Task 1:
In the madvise_willneed patch thread, what unit is rlim[RLIMIT_RSS].rlim_cur measured in?
Task 2:
From the madvise_willneed patch thread, reproduce the part that opens with the words containing "2002-12-09 03:56:53" and closes with "this is trivial.".

2002-12-09 03:56:53

by Kingsley Cheung

[permalink] [raw]
Subject: [TRIVIAL PATCH 2.4.20] madvise_willneed makes bad limit comparison

Hi,

'madvise_willneed' makes an incorrect rss limit comparison. It
directly compares rlim[RLIMIT_RSS].rlim_cur to rss. The former is in
bytes, whereas the latter is in pages. The fix for this is trivial.

[As an aside, one question is whether this limit check is needed at
all. Most rss limit enforcement implementations that I've seen are
'soft', whereas this would give the limit 'hard' semantics. Do we
really want 'hard' limit semantics?]


diff -urN linux-2.4.20/mm/filemap.c linux-2.4.20patched/mm/filemap.c
--- linux-2.4.20/mm/filemap.c Mon Dec 9 14:19:13 2002
+++ linux-2.4.20patched/mm/filemap.c Mon Dec 9 14:36:08 2002
@@ -2471,10 +2471,12 @@

/* Make sure this doesn't exceed the process's max rss. */
error = -EIO;
- rlim_rss = current->rlim ? current->rlim[RLIMIT_RSS].rlim_cur :
- LONG_MAX; /* default: see resource.h */
- if ((vma->vm_mm->rss + (end - start)) > rlim_rss)
- return error;
+ rlim_rss = current->rlim[RLIMIT_RSS].rlim_cur;
+ if (rlim_rss != RLIM_INFINITY) {
+ rlim_rss >>= PAGE_SHIFT;
+ if ((vma->vm_mm->rss + (end - start)) > rlim_rss)
+ return error;
+ }

/* round to cluster boundaries if this isn't a "random" area. */
if (!VM_RandomReadHint(vma)) {


--
Kingsley


2002-12-09 04:45:42

by Kingsley Cheung

[permalink] [raw]
Subject: [TRIVIAL PATCH 2.5.50] madvise_willneed makes bad limit comparison

Hi,

Trivial patch against 2.5.50, similar to the patch I sent earlier for
2.4.20, to fix the bad rss limit comparision in 'madvise_willneed'.


diff -urN linux-2.5.50/mm/madvise.c linux-2.5.50patched/mm/madvise.c
--- linux-2.5.50/mm/madvise.c Thu Nov 28 09:35:53 2002
+++ linux-2.5.50patched/mm/madvise.c Mon Dec 9 15:20:48 2002
@@ -75,10 +75,12 @@

/* Make sure this doesn't exceed the process's max rss. */
error = -EIO;
- rlim_rss = current->rlim ? current->rlim[RLIMIT_RSS].rlim_cur :
- LONG_MAX; /* default: see resource.h */
- if ((vma->vm_mm->rss + (end - start)) > rlim_rss)
- return error;
+ rlim_rss = current->rlim[RLIMIT_RSS].rlim_cur;
+ if (rlim_rss != RLIM_INFINITY) {
+ rlim_rss >>= PAGE_SHIFT;
+ if ((vma->vm_mm->rss + (end - start)) > rlim_rss)

Provided material:
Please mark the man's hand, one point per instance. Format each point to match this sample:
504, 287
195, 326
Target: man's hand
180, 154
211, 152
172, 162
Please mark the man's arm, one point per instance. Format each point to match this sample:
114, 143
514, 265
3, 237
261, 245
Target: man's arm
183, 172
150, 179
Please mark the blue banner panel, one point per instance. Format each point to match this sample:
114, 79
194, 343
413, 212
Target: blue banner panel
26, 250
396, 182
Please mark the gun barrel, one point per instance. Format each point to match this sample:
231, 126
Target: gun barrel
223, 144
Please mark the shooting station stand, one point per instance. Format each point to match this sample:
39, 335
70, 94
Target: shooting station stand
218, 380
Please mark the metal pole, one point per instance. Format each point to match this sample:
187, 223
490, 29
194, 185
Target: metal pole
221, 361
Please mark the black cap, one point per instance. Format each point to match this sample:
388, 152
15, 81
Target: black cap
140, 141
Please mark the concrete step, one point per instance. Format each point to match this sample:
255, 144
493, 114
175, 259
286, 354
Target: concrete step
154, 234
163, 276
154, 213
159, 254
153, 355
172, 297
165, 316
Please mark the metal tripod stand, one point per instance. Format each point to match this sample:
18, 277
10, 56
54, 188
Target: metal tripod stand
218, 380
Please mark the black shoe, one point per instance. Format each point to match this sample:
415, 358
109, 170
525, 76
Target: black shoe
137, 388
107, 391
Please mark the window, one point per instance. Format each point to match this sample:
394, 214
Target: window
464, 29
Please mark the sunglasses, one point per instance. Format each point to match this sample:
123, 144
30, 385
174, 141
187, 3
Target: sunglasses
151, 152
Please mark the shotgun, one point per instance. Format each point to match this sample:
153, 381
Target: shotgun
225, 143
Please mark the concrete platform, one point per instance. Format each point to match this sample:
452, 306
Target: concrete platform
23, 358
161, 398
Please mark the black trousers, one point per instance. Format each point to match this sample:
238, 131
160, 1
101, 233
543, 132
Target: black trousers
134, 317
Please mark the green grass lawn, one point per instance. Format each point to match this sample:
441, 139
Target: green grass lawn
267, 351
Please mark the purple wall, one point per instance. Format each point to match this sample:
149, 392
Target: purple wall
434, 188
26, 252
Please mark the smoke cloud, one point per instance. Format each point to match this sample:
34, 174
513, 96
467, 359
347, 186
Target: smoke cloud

Task solution 1:
Bytes.

Task solution 2:
2002-12-09 03:56:53

by Kingsley Cheung

[permalink] [raw]
Subject: [TRIVIAL PATCH 2.4.20] madvise_willneed makes bad limit comparison

Hi,

'madvise_willneed' makes an incorrect rss limit comparison. It
directly compares rlim[RLIMIT_RSS].rlim_cur to rss. The former is in
bytes, whereas the latter is in pages. The fix for this is trivial.